┌─ RAW RECORDS

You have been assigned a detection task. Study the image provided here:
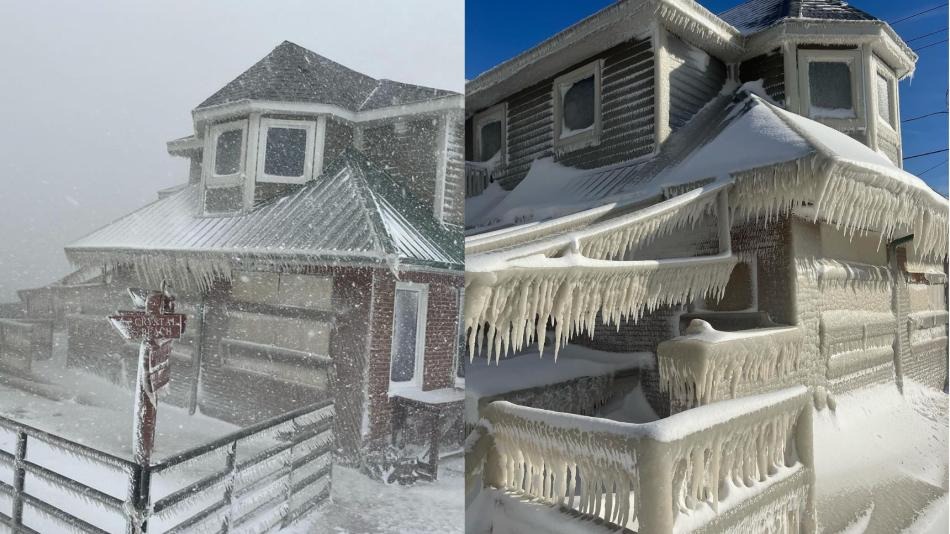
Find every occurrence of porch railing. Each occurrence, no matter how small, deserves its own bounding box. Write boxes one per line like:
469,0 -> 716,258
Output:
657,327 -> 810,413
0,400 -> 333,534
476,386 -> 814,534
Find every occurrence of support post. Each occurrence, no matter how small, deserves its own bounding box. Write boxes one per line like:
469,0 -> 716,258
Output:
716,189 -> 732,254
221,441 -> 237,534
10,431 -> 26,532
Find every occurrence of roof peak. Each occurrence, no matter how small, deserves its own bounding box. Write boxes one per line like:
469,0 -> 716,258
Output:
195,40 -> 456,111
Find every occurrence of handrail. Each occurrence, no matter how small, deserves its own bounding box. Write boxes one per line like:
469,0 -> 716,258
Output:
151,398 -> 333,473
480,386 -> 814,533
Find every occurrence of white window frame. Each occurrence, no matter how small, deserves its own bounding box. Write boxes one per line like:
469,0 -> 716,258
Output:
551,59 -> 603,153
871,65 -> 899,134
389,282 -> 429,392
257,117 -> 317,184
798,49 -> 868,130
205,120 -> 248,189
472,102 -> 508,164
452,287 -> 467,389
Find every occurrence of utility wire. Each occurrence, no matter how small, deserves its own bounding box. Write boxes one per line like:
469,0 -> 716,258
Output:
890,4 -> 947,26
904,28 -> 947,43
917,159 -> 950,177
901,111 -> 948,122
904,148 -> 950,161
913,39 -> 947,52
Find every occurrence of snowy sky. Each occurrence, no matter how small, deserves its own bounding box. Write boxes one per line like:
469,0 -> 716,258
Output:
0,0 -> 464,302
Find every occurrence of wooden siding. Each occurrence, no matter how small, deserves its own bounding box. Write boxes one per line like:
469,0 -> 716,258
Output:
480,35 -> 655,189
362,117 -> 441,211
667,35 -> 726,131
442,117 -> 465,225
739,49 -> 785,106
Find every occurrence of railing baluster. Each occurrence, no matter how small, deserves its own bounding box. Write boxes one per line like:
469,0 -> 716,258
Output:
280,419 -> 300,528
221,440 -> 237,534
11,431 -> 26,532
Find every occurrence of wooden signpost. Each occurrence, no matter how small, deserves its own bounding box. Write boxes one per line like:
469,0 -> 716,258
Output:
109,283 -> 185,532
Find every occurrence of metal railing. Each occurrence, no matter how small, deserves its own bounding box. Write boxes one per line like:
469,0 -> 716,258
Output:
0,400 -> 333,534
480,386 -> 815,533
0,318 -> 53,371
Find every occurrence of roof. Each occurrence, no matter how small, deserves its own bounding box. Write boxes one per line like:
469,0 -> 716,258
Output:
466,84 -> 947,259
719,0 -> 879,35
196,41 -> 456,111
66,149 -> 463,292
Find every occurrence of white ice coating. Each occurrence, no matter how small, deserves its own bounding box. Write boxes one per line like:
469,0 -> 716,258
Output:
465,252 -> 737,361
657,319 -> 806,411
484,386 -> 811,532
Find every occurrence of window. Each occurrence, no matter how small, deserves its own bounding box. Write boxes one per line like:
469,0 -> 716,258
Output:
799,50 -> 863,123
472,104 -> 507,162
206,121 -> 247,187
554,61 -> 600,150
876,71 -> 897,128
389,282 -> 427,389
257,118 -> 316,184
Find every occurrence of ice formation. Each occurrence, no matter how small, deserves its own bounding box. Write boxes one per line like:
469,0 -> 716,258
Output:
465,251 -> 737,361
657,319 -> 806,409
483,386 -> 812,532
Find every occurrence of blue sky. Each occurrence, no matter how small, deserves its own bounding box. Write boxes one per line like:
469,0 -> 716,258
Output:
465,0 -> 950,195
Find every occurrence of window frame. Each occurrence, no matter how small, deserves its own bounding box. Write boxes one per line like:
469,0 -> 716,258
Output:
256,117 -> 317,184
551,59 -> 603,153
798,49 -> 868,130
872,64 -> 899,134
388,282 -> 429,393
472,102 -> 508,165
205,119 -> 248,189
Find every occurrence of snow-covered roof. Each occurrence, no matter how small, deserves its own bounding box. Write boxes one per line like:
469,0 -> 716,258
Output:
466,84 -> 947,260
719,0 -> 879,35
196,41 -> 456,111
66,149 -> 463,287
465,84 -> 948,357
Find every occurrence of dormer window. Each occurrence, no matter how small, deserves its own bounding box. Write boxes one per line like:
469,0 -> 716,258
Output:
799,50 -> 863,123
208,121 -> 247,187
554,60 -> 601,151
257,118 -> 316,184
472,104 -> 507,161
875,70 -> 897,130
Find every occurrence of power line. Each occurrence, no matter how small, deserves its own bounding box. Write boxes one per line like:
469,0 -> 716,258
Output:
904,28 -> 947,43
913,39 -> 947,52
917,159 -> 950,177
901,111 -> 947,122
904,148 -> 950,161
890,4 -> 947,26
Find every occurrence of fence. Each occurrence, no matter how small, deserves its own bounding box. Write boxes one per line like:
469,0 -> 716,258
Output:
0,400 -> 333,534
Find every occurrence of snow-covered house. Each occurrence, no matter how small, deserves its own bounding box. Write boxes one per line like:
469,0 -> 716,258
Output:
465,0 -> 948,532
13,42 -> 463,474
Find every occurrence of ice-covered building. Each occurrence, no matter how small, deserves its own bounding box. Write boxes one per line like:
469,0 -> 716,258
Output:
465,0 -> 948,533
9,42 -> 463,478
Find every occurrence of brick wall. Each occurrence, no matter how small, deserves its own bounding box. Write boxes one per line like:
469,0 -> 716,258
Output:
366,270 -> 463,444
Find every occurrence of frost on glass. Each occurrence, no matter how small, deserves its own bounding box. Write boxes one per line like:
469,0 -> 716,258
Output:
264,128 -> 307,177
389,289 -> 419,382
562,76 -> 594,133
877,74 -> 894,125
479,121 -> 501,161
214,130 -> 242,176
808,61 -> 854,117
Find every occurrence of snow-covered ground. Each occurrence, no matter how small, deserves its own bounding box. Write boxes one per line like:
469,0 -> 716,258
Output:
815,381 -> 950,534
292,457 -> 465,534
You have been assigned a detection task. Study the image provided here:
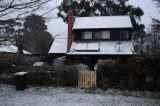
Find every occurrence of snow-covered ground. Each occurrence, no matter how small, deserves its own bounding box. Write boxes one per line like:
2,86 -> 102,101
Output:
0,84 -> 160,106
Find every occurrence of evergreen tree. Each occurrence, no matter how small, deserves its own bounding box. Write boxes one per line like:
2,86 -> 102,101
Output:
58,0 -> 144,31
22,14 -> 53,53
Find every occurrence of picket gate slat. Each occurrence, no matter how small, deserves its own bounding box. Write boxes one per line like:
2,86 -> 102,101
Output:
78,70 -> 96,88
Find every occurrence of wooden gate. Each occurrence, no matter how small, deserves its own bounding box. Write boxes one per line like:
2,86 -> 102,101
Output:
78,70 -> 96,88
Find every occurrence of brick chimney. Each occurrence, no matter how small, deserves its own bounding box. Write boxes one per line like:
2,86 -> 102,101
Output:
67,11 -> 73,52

└─
┌─ RAW RECORDS

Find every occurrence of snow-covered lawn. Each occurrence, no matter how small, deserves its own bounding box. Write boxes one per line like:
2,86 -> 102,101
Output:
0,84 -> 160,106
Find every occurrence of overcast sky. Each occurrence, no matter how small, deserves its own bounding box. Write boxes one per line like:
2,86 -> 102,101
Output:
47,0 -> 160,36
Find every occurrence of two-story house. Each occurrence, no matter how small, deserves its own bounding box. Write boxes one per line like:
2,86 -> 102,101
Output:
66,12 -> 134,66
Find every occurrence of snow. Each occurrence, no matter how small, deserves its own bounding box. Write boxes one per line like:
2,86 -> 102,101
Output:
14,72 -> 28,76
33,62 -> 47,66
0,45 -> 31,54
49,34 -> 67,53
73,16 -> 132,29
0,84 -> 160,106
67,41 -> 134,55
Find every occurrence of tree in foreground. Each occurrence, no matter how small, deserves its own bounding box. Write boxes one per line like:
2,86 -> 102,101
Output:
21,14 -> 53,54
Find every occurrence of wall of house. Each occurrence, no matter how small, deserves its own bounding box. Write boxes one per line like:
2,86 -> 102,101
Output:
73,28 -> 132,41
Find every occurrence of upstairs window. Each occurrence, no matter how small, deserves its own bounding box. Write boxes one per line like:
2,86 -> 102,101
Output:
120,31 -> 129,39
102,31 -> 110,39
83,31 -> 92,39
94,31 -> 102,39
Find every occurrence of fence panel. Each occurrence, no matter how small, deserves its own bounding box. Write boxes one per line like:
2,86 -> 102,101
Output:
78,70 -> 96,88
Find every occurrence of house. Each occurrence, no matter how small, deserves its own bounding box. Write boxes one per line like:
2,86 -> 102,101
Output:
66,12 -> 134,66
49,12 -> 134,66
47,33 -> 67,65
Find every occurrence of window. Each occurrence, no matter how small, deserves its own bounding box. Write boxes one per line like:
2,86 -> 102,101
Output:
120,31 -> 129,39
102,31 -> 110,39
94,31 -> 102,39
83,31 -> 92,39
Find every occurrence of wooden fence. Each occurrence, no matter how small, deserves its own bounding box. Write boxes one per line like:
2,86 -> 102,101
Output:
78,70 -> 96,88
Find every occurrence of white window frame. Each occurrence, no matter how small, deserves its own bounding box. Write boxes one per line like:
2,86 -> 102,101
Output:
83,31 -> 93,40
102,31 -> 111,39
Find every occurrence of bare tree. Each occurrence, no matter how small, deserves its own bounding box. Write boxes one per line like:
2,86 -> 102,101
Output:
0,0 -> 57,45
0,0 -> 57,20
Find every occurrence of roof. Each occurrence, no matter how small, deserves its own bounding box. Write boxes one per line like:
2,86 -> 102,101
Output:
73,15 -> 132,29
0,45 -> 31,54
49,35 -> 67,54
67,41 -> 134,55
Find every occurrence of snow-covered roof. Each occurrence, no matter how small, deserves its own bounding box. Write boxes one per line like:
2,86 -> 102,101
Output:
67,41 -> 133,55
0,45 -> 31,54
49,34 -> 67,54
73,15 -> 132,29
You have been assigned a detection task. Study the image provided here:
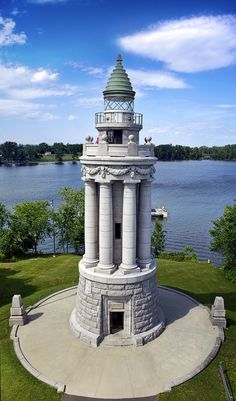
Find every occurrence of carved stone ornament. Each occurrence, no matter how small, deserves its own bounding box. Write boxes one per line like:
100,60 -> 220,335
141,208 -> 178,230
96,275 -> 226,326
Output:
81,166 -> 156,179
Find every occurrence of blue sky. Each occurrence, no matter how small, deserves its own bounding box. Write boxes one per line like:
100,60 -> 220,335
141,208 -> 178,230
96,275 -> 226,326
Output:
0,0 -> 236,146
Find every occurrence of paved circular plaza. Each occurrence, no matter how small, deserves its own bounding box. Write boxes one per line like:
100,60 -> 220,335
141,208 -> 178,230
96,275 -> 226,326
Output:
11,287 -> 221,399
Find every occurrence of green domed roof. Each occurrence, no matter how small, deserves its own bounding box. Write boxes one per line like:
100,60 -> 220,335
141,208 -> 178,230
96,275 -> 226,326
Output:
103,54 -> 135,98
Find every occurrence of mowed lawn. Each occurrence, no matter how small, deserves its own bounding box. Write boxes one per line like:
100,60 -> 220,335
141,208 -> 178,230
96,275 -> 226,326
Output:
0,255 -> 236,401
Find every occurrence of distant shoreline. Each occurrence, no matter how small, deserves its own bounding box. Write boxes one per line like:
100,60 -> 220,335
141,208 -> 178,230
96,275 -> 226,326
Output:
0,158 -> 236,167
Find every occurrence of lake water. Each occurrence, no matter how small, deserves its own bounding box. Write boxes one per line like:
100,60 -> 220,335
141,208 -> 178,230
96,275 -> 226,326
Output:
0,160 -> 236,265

└─
┌─ RAW RECORDS

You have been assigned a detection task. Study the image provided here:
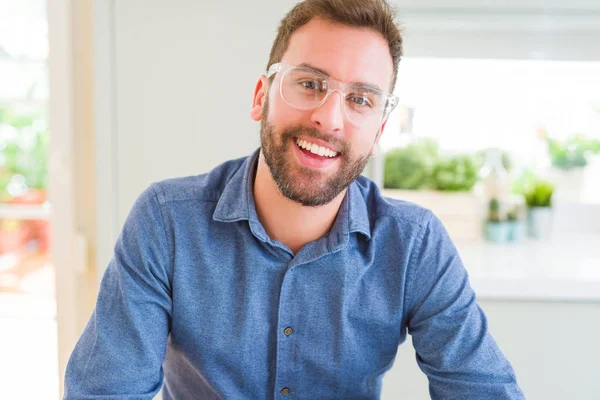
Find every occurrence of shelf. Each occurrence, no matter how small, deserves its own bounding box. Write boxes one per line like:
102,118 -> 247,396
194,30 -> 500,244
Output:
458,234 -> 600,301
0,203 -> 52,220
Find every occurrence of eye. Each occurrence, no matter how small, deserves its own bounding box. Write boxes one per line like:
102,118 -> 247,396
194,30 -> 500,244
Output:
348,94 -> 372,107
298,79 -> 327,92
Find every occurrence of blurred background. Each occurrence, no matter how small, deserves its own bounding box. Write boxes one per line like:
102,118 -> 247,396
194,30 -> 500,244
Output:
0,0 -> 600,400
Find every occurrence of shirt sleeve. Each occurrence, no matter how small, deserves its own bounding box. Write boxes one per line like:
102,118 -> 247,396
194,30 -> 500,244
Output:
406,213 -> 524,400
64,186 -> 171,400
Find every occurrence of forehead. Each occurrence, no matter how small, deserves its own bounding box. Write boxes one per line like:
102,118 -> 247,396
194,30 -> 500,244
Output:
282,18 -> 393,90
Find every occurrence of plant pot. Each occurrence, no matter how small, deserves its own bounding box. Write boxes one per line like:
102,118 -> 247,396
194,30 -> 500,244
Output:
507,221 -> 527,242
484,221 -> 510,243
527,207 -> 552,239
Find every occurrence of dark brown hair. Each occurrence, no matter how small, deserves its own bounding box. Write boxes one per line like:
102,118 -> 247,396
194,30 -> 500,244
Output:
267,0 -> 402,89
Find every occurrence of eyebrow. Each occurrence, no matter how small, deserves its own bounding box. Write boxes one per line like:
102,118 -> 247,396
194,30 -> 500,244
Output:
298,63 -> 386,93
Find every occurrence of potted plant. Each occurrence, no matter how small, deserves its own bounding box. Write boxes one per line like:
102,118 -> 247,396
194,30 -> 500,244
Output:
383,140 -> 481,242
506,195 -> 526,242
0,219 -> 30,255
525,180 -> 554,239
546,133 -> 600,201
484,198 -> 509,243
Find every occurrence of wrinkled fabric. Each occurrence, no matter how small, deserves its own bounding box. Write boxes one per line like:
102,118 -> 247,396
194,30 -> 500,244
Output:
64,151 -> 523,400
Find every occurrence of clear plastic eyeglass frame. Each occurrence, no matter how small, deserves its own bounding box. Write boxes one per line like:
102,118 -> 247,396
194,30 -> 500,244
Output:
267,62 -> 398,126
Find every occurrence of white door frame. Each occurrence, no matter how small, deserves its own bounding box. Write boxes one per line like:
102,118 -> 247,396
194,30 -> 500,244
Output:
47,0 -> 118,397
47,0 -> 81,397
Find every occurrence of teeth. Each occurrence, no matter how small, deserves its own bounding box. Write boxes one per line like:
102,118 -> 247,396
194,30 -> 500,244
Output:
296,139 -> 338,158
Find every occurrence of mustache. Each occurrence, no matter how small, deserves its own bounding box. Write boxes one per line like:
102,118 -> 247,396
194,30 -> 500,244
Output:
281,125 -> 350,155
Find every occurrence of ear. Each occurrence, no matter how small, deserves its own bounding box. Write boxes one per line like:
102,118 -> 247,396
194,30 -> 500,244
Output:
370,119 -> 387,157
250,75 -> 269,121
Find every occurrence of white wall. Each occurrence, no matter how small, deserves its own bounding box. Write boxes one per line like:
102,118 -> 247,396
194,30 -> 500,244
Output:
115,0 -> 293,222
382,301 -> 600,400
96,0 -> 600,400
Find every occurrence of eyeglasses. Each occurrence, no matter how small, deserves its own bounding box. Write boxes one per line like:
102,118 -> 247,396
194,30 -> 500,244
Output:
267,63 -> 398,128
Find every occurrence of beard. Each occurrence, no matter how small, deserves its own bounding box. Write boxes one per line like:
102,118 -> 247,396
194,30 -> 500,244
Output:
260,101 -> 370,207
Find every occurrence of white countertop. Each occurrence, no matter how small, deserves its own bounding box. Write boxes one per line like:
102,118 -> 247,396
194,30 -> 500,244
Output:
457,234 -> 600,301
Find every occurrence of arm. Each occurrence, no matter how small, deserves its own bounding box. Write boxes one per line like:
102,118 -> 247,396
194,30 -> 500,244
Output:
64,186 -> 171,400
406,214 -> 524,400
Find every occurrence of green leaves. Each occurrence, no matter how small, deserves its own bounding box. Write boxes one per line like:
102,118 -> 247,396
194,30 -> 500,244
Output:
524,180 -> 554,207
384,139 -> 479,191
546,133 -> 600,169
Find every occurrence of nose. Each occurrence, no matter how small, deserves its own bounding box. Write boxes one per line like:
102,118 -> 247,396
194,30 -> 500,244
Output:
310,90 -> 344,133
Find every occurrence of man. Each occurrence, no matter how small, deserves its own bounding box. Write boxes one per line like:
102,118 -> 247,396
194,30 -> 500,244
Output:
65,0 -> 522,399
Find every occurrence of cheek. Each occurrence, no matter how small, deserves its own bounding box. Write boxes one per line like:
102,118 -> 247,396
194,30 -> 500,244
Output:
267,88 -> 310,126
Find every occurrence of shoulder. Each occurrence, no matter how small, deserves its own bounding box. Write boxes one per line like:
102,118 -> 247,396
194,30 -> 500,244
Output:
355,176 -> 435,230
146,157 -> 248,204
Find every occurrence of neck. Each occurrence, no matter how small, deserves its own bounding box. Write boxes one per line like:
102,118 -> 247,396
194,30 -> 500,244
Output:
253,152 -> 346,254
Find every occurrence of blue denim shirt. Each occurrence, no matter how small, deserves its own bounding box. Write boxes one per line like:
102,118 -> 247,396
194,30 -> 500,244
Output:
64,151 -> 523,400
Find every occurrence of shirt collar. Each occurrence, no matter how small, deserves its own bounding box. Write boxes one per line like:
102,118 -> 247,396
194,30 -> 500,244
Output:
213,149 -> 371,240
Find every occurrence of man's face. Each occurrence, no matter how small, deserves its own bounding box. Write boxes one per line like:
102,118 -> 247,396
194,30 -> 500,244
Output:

└─

**EXERCISE DETAILS**.
Copy out the material word for word, starting at the line that contains "Find every occurrence of green leaves." and ending at the line that contains "65,0 -> 522,399", with both of those lines included.

**RIGHT ANSWER**.
Find every occurrence of green leaves. Each occurrence, no matter how small, deserves its own bounding box. Write boxes one per line like:
102,118 -> 247,396
194,30 -> 500,244
Output:
524,180 -> 554,207
384,139 -> 479,191
546,133 -> 600,169
Find every occurrence of nose. Each occurrence, no matter how small, deserves its own bounding box. Write boxes one per line like:
102,118 -> 247,396
194,30 -> 500,244
Output:
310,90 -> 344,133
Find every occurrence of man. Each occurrence, no matter how small, deserves its own bounding box. Write boxes one per line like:
102,118 -> 247,396
194,30 -> 500,244
Output:
65,0 -> 522,399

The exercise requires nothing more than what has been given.